Instructions for the task:
Print every line of the records below word for word, omitting the pictures.
## Begin
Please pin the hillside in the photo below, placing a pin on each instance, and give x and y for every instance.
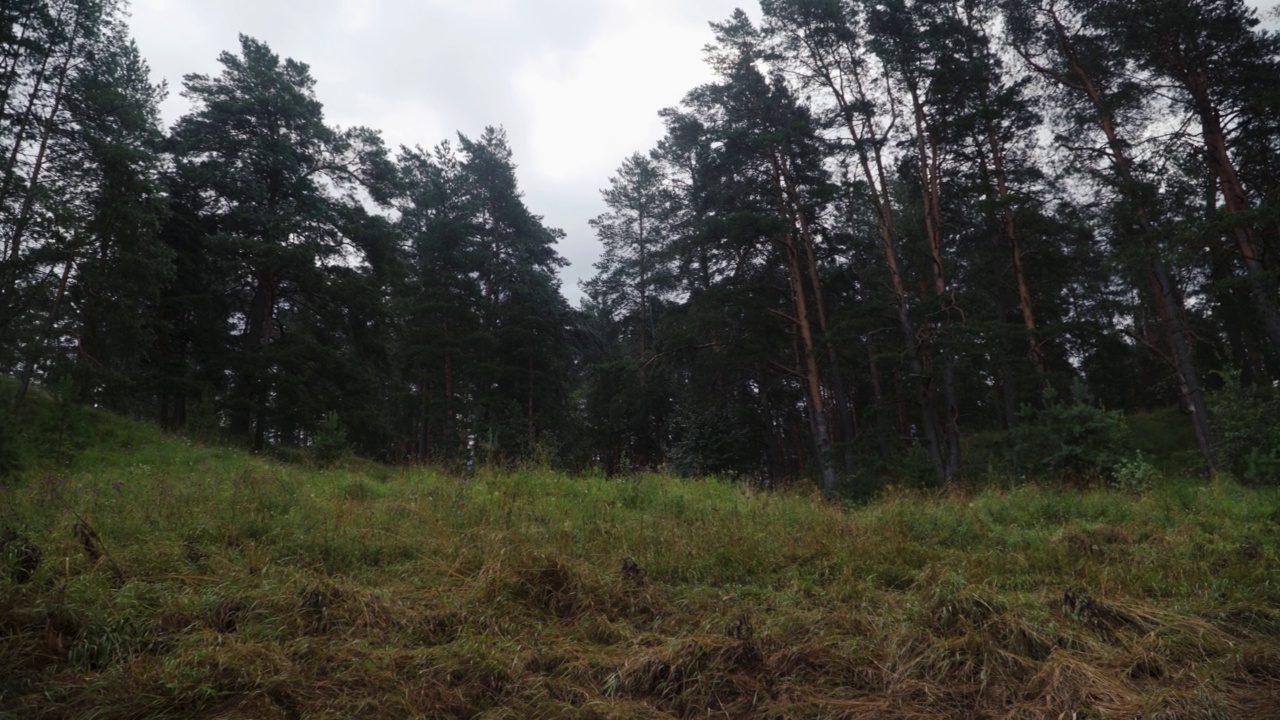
(184, 580)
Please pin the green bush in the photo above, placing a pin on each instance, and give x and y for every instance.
(330, 442)
(1069, 437)
(707, 443)
(1247, 431)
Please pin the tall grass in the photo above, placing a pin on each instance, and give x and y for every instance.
(184, 580)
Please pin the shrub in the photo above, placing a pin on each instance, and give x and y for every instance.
(330, 442)
(1069, 437)
(1247, 431)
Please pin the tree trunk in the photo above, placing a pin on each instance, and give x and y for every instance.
(813, 377)
(37, 349)
(872, 164)
(1164, 291)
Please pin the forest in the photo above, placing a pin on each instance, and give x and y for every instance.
(899, 240)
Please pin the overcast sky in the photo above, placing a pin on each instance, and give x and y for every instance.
(577, 83)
## End
Answer for this exercise:
Please pin the hillside in the photo below, placing a pin on each instance, and give x and y for every instance.
(184, 580)
Please pin the green bush in the photo above, placing a pin on each instance, and give x and y for every instance.
(330, 442)
(1069, 437)
(707, 443)
(1247, 431)
Please pin the tall grass in the photo above, placing a pin on each instance, and give x and y for every instance.
(184, 580)
Please pin the shrub in the photo above, placing a pin on each instance, and give x and y for every instance.
(330, 442)
(1069, 437)
(1247, 431)
Please pin the tree trunk in the photo above, placing a pin on each instance, and give x and y for every instance.
(813, 377)
(37, 349)
(872, 164)
(1164, 291)
Please pin the forest in the photo above, placing a pin on each instance, and give x and y for every instance.
(899, 240)
Please pin the overcast sky in the photo above, placing a pin on each instance, and give x and y for every instance.
(577, 83)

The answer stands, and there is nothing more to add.